#### EXERCISE
Each entry below is to be copied verbatim, with no line missing.

#### INPUT RECORDS
=======

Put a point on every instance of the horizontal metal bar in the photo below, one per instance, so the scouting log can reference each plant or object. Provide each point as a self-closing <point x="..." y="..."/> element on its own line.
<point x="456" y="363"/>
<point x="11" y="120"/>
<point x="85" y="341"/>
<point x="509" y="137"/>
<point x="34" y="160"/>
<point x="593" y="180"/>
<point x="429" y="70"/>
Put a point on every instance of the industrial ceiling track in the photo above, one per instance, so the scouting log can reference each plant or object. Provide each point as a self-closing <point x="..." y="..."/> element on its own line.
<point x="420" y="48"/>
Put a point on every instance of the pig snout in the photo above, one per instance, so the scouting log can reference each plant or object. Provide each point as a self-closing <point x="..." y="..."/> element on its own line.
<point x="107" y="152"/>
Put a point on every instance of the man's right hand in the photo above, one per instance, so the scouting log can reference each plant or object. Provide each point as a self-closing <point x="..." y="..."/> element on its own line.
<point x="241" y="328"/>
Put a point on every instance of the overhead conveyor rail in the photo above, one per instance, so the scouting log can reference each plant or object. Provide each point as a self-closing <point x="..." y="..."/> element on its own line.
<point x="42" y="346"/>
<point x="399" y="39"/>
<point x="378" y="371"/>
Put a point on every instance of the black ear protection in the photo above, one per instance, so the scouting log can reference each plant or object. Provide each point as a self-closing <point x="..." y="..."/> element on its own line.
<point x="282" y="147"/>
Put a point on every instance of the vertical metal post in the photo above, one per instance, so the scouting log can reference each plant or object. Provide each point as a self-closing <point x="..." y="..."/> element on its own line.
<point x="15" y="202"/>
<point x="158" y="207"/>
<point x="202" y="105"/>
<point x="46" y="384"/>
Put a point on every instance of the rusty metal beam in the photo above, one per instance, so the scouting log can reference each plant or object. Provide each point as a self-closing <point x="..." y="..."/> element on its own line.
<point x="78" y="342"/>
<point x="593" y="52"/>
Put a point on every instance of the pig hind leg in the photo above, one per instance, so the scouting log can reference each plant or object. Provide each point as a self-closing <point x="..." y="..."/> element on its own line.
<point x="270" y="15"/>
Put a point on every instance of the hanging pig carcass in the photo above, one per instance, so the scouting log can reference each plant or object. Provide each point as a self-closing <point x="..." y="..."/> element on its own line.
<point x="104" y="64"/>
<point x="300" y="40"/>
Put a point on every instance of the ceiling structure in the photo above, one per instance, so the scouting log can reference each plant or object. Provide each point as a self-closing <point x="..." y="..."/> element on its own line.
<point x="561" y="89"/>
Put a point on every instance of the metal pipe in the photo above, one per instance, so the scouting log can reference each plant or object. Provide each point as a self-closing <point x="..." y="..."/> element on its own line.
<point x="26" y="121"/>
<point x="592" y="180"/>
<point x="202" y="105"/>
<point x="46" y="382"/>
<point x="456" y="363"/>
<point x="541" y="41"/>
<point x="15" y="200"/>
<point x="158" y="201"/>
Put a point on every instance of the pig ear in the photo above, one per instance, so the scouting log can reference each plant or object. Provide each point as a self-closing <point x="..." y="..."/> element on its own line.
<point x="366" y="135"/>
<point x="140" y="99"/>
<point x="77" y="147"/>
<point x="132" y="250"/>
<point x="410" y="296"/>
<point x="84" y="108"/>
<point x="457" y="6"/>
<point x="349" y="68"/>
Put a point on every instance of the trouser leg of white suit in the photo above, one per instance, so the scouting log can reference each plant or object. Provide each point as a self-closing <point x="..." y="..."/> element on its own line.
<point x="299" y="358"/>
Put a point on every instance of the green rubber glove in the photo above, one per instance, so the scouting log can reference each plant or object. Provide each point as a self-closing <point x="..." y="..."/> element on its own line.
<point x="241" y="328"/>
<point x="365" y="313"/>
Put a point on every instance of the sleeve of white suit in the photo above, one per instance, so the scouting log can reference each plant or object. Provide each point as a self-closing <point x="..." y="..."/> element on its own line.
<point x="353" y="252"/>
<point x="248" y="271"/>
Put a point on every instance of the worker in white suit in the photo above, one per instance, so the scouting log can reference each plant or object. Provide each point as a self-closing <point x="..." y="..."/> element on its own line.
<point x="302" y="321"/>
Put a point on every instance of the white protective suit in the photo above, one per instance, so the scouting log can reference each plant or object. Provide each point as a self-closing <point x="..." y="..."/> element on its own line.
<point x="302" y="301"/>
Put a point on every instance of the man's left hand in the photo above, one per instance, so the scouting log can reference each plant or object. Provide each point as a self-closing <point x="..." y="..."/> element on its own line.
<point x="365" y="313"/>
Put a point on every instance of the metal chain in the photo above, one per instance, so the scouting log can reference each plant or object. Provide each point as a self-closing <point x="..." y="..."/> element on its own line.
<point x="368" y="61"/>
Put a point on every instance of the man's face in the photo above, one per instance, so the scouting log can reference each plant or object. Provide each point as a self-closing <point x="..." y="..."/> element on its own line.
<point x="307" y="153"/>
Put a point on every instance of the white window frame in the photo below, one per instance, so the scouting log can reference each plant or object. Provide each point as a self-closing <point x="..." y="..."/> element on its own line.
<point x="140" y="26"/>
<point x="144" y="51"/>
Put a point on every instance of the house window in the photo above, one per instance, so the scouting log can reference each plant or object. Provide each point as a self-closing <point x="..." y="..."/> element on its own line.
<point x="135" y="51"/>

=======

#### RESULT BELOW
Put a point on every instance of the horizontal metal bar in the photo below, one per instance, so the scouting log can reference each plant or object. Provide each point as a self-closing <point x="..." y="..."/> element on its own line.
<point x="456" y="363"/>
<point x="11" y="120"/>
<point x="85" y="341"/>
<point x="509" y="137"/>
<point x="34" y="160"/>
<point x="593" y="180"/>
<point x="429" y="70"/>
Put a point on every instance of the industrial ceiling track in the photo above, one per instance, so the scouting log can reference each plant or object. Provide each point as a self-closing <point x="..." y="..."/> element on its own line.
<point x="420" y="48"/>
Put a point on every instance of the pig snout in the photo above, one per instance, so the scouting log can reference each plant or object. Provide each point as a self-closing <point x="..." y="..."/> element on its own line.
<point x="107" y="152"/>
Put a point on every instance of the man's right hand in the photo above, one per instance, so the scouting log can reference each plant or object. Provide each point as a self-closing <point x="..." y="..."/> element on its own line.
<point x="241" y="328"/>
Put a point on every instance of the overhead conveyor rail in the photo above, one per instance, so the scouting log can reference each plant or object. Provide each point as a self-closing <point x="..." y="..."/> element on its own line.
<point x="42" y="346"/>
<point x="399" y="39"/>
<point x="378" y="371"/>
Put a point on every instance of the black ear protection in the photo above, one per instance, so the scouting log can reference each plant or object. Provide each point as a self-closing <point x="..." y="..."/> element on its own line.
<point x="282" y="147"/>
Put a point on every instance of the vertical metal post in the photo above, one per instance, so the scouting log can reference each plant or object. Provide each point as a self-closing <point x="..." y="..."/> element on its own line.
<point x="15" y="202"/>
<point x="158" y="207"/>
<point x="202" y="105"/>
<point x="46" y="384"/>
Put a point on every instance of the rusty metal beam in the photo above, one per instance, so the scouting log can reference each plant or object. Provide each point as a self-closing <point x="..." y="..."/> element on its own line.
<point x="78" y="342"/>
<point x="593" y="52"/>
Put a point on every instance of the pig hind leg in the photo above, one per instance, so the scouting log can reference each plant or object. Provide each point as a self-closing <point x="..." y="..."/> element on its own line.
<point x="270" y="15"/>
Put a point on every instance of the hanging pig carcass in the photo above, one per instance, so the scouting log can reference each plant or object. Provide each point as a self-closing <point x="..." y="..."/> element on its own line.
<point x="104" y="64"/>
<point x="300" y="40"/>
Put a point on every instance of the ceiling structure in the photo above, one per instance, so the scouting log can reference each plant or object. Provide each point as a self-closing <point x="..." y="..."/> element on its own line.
<point x="561" y="89"/>
Put a point on every instance of the metal pipe in the photo above, one per instance, so the scouting log can reference each plant or object. Provide each point as a self-closing <point x="..." y="..."/> element on its own line.
<point x="26" y="121"/>
<point x="592" y="180"/>
<point x="202" y="105"/>
<point x="46" y="382"/>
<point x="456" y="363"/>
<point x="541" y="41"/>
<point x="15" y="200"/>
<point x="158" y="201"/>
Put a point on every instance of the pig ear in the photo above, one per instance, so the scouting log can reference each plant or object. Provide each point as a self-closing <point x="..." y="..."/> element on its own line.
<point x="366" y="135"/>
<point x="140" y="99"/>
<point x="77" y="147"/>
<point x="132" y="250"/>
<point x="410" y="296"/>
<point x="84" y="108"/>
<point x="457" y="6"/>
<point x="349" y="68"/>
Put a point on every instance of the trouser leg of white suit in the photo above, one per instance, so the scouting log can reference each plant or object. Provide each point as a self-closing <point x="..." y="..."/> element on its own line.
<point x="299" y="358"/>
Put a point on every instance of the green rubber glove in the photo above, one per instance, so the scouting log can reference each plant or object. Provide each point as a self-closing <point x="..." y="..."/> element on its own line.
<point x="241" y="328"/>
<point x="365" y="313"/>
Put a point on every instance of the sleeve of white suit in the photo above, one per instance, so the scouting log can reference each plant or object. Provide each point as a self-closing <point x="..." y="..."/> element on its own line.
<point x="353" y="252"/>
<point x="248" y="271"/>
Put a point on every instance of the worker in white suit in the photo above, one per instance, so the scouting log can reference each plant or object. Provide each point as a self-closing <point x="..." y="..."/> element on its own line.
<point x="302" y="321"/>
Put a point on every instance of the white protective suit in the photo above, one per instance, so the scouting log can reference each plant or object. Provide each point as a self-closing <point x="..." y="..."/> element on its own line.
<point x="302" y="301"/>
Put a point on every instance of the man's left hand in the photo above, one per instance, so the scouting log can reference each plant or object. Provide each point as a self-closing <point x="..." y="..."/> element on its own line.
<point x="365" y="313"/>
Put a point on every instance of the metal chain in the photo above, one per instance, so the scouting log can reference each plant or object. Provide each point as a self-closing <point x="..." y="..."/> element on its own line.
<point x="368" y="61"/>
Put a point on every instance of the man's face in the photo above, one per instance, so the scouting log can reference each plant or object. Provide each point as a self-closing <point x="..." y="..."/> element on its own line.
<point x="307" y="153"/>
Put a point on every instance of the white window frame in the photo below, one per instance, so the scouting log can reference each plant or object. Provide each point as a self-closing <point x="..." y="..."/> element on its own line.
<point x="140" y="26"/>
<point x="144" y="51"/>
Put a point on every instance of the house window in the photo above, one per instance, so the scouting log can reference each plant or object. Provide each point as a self-closing <point x="..." y="..."/> element on its own line.
<point x="135" y="51"/>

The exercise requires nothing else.